GIVEN PASSAGE
Because a state of war already exists, the use of violence as a "defensive" measure is completely justified. This is how a person can reaffirm their religion's commitment to non-violence just before encouraging violent attacks. Oddly enough, this state of war is often encouraged and even valued by desperate and disillusioned people because violence provides them with an illusion of power. It provides status, meaning and identity in a world which no longer recognizes them.
Juergensmeyer calls these acts of violence "performance violence":
In speaking of terrorism as "performance violence," I am not suggesting that such acts are undertaken lightly or capriciously. Rather, like religious ritual or street theater, they are dramas designed to have an impact on the several audiences that they affect. Those who witness the violence - even at a distance, via the news media - are therefore a part of what occurs.
[...]
Public ritual has traditionally been the province of religion, and this is one of the reasons that performance violence comes so naturally to activists from religious backgrounds. ...The victims of terrorism are targeted not because they are threatening to the perpetrators ...but because they are "symbols, tools, animals or corrupt beings" that tie into "a special picture of the world, a specific consciousness" that the activist possesses.
The use of the term "ritual" might be seen by some as an attempt to minimize the events, but quite the opposite is true. As rituals, the acts of violence are timed, scripted and specially staged for all involved: activists, victims and audiences. As ritual, the acts of violence are given symbolic meaning which goes far beyond the immediate targets. Religion thus transforms the brutality and bloodshed into something transcendent and holy.

MATERIAL PROVIDED
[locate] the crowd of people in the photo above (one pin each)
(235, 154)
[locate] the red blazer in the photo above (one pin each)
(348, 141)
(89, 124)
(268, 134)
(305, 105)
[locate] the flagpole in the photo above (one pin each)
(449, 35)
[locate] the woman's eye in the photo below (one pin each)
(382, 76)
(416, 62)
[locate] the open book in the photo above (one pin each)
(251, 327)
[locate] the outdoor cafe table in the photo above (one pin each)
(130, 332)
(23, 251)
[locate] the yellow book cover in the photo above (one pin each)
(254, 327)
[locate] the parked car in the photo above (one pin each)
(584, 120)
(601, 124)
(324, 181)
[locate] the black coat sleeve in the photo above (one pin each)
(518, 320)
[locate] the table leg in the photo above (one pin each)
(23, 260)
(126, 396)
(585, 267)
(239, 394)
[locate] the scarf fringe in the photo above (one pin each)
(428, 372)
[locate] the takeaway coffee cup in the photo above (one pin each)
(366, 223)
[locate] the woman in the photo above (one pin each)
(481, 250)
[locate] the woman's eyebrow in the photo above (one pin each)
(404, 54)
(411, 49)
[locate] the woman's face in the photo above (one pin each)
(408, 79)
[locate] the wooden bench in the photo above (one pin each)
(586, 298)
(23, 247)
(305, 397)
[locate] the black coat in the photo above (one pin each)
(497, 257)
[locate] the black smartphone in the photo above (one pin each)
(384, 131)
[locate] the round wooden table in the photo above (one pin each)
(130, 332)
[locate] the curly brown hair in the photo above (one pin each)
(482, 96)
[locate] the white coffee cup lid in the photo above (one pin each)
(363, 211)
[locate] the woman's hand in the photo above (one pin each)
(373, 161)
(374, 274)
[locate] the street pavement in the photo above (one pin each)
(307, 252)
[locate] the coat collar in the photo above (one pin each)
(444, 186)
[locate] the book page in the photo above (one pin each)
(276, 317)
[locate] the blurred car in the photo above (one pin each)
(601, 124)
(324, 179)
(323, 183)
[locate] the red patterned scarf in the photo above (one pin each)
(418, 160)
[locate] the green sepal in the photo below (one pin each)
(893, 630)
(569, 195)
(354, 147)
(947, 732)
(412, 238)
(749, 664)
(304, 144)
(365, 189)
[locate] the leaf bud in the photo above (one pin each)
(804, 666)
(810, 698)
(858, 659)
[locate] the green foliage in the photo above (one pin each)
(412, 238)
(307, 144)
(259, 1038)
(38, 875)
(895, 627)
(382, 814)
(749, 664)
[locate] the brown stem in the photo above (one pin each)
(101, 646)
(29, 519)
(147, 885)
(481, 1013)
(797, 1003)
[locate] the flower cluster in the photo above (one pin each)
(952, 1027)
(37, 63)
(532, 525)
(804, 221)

WHAT YOU NEED TO DO
1 - Pick out every row that contains the word "black", and copy each of those rows.
2 - Please supply the next part of the passage on religion and performance violence, starting after its last sentence.

THE RESULTS
1 -
[locate] the black coat sleeve in the photo above (one pin each)
[locate] the black coat in the photo above (one pin each)
[locate] the black smartphone in the photo above (one pin each)

2 -
All of this should help make it clear just how difficult it will be to actually end such cultures of violence and achieve peace. The activists believe that they are in a cosmic struggle of good vs. evil - compromising with evil is not an option, and allies who try will be regarded as new enemies. They take a very long-term view of things and do not feel the need to "win" this year or next year - if it takes a hundred years to achieve their aims, they will pursue the violence for that long.
If religion is a reason used for justifying the violence and for helping it continue, the solution according to Juergensmeyer is not secularization but rather more religion. He argues that more religion in public life would help mitigate against violence, but his argument is not very persuasive. Aside from this, his exploration of the reasons behind the religious violence is very good and quite enlightening. Much of the craziness in the world today seems a bit less crazy and a bit more understandable after reading his book.